Scan the data below for the string "stucco". Copy every line where it appears.

Top of INFORMATION SHOWN

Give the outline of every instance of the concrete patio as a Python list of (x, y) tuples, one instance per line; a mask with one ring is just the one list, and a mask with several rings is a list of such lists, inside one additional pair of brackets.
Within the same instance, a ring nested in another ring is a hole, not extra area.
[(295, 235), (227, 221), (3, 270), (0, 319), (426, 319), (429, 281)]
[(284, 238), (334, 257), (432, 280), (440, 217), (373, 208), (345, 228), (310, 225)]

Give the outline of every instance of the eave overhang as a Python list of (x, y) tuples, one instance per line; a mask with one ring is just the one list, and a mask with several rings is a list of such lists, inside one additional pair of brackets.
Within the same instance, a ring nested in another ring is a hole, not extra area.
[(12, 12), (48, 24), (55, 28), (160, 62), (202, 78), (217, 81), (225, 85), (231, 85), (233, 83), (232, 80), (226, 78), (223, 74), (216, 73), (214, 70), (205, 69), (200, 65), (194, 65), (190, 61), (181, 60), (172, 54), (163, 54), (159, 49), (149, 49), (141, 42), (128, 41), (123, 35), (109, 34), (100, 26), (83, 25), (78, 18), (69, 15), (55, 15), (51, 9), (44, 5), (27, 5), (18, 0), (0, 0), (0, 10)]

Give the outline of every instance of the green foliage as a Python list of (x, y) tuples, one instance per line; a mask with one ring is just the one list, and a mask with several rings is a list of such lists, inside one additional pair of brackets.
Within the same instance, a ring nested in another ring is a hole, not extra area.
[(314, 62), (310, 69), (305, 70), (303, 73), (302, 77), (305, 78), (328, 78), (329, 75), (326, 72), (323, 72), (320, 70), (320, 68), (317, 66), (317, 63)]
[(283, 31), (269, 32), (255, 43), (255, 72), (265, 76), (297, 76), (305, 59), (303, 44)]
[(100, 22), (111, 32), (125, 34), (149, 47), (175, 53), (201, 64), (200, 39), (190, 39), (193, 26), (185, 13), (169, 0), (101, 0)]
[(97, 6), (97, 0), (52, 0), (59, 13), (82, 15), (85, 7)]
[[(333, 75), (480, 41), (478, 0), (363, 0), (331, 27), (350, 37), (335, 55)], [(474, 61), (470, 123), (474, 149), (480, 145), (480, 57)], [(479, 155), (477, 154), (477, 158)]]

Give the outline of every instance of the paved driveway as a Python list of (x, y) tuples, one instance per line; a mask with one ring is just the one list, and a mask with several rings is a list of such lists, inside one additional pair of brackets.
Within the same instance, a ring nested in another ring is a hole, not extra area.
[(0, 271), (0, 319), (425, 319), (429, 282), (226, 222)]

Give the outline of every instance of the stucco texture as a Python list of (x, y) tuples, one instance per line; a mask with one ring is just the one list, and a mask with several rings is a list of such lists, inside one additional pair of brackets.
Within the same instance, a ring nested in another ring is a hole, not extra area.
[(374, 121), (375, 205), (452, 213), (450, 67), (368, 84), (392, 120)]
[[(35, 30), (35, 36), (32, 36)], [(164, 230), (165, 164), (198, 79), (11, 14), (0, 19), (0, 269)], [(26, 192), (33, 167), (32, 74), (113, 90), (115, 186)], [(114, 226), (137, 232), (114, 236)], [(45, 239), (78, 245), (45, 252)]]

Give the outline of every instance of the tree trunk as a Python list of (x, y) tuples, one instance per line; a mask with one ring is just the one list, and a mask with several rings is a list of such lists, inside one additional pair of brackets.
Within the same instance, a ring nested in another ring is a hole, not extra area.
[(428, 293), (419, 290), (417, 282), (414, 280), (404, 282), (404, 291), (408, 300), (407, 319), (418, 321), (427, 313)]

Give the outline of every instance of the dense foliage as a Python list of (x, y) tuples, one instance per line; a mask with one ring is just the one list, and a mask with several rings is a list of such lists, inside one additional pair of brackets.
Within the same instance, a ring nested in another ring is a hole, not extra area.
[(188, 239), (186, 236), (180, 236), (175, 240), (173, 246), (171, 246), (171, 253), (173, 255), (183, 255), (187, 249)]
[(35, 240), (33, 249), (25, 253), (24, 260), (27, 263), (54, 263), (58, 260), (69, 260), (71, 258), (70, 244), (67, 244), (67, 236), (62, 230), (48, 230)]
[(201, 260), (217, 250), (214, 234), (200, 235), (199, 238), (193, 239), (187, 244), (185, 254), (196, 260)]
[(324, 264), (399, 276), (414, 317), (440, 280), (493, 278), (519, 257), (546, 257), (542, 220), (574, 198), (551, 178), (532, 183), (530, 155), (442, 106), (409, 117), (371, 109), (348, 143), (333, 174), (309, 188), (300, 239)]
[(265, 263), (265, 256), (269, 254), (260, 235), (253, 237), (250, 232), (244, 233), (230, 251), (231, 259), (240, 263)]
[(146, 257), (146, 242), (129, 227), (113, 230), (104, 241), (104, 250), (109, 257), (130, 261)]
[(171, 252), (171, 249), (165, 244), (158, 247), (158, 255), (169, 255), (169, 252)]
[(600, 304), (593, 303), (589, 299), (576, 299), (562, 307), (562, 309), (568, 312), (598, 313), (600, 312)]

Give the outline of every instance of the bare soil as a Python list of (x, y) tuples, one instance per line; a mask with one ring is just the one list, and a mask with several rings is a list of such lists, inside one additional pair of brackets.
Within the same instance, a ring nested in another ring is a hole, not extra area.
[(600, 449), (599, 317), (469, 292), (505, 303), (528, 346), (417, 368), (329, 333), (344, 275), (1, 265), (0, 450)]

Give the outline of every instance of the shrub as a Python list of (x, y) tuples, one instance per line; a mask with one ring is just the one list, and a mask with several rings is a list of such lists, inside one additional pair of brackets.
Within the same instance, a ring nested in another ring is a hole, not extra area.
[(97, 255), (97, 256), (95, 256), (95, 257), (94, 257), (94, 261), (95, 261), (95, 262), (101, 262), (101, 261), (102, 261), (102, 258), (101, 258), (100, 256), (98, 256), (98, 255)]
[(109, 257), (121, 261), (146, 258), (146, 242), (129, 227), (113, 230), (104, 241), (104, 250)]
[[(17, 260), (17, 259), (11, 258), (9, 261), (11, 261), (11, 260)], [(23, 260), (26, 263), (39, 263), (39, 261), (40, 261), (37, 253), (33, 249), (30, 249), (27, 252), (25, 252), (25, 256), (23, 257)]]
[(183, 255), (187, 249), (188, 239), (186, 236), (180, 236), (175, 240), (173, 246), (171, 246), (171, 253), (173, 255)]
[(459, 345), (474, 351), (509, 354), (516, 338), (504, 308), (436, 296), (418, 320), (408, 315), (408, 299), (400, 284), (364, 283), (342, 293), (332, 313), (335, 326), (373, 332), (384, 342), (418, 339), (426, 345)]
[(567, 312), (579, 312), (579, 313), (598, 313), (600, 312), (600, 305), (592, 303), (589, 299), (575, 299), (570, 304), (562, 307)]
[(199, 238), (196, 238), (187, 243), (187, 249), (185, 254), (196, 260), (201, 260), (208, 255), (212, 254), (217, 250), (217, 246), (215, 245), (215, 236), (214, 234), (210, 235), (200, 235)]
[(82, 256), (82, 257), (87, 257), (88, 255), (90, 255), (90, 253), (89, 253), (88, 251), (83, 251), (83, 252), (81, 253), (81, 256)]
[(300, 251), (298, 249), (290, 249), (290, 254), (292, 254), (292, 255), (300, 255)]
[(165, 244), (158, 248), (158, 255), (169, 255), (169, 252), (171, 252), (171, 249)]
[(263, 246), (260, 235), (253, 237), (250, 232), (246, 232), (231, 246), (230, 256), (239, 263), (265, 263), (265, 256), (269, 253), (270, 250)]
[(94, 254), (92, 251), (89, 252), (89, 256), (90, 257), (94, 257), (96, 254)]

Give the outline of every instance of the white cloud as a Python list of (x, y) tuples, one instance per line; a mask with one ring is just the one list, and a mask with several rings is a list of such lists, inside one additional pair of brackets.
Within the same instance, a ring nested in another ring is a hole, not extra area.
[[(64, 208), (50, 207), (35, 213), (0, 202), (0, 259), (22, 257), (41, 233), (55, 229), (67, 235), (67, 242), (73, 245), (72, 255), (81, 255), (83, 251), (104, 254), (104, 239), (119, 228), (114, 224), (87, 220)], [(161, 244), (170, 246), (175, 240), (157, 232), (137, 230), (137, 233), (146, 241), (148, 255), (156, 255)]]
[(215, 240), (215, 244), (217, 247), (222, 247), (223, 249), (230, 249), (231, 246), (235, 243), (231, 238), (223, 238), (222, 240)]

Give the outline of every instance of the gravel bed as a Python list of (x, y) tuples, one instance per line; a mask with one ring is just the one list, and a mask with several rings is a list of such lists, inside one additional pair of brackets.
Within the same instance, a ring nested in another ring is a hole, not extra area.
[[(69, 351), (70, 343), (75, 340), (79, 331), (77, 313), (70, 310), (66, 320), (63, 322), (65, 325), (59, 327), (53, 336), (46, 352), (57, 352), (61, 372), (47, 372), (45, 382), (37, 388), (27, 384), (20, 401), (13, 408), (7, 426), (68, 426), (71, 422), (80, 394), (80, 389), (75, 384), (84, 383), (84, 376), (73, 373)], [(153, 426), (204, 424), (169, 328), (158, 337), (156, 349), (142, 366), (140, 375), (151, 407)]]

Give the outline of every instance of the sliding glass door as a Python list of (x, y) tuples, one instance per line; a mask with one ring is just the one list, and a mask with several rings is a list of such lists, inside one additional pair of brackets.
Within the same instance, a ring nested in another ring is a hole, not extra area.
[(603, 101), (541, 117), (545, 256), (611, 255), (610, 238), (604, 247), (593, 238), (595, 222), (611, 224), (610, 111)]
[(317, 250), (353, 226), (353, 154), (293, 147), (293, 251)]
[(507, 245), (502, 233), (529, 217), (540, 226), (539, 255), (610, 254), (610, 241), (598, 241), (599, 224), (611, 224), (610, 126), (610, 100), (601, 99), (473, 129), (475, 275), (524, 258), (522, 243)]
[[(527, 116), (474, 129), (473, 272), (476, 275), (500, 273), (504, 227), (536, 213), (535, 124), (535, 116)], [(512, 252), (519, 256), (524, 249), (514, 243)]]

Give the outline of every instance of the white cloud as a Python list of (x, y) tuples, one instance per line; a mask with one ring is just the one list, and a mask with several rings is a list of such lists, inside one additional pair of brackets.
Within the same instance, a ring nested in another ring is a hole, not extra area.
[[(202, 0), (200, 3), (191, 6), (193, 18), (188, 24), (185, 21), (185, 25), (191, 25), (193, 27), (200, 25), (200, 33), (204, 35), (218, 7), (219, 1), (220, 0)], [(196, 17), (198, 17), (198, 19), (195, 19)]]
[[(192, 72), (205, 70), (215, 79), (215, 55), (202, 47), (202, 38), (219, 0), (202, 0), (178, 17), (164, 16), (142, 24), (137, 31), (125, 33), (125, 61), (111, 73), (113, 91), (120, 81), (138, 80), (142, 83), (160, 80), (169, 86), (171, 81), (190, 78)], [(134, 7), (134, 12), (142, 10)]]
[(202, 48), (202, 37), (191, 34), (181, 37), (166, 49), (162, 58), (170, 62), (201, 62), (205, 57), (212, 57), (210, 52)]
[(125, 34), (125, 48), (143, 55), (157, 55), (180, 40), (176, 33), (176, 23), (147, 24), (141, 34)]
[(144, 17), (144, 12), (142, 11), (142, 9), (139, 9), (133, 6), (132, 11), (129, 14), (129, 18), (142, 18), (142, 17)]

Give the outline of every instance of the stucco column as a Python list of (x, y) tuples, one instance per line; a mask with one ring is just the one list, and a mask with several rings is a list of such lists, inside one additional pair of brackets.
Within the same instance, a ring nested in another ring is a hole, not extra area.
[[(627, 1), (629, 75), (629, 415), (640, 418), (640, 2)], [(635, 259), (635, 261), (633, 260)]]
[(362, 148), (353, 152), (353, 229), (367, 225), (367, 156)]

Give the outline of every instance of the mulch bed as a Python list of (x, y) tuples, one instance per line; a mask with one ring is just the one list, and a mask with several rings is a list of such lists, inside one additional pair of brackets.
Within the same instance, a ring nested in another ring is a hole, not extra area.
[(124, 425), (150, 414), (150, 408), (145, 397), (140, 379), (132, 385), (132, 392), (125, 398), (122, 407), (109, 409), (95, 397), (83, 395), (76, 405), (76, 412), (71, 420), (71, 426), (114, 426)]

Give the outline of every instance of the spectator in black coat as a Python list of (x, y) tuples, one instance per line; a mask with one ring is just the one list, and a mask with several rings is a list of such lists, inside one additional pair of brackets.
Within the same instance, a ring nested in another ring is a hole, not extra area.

Bottom of INFORMATION SHOWN

● **SOLUTION**:
Give the outline of every instance of the stucco texture as a Python list of (x, y) tuples, one instance per line; a mask with one ring is just the one list, and a mask with several rings is a list of such lists, inside one additional pair of brackets.
Give the outline of every instance of the stucco column as a Python list of (x, y) tuples, one instance per line; a mask with one ring is just the one list, and a mask with several rings is a list of such lists, inside one additional pair of brackets.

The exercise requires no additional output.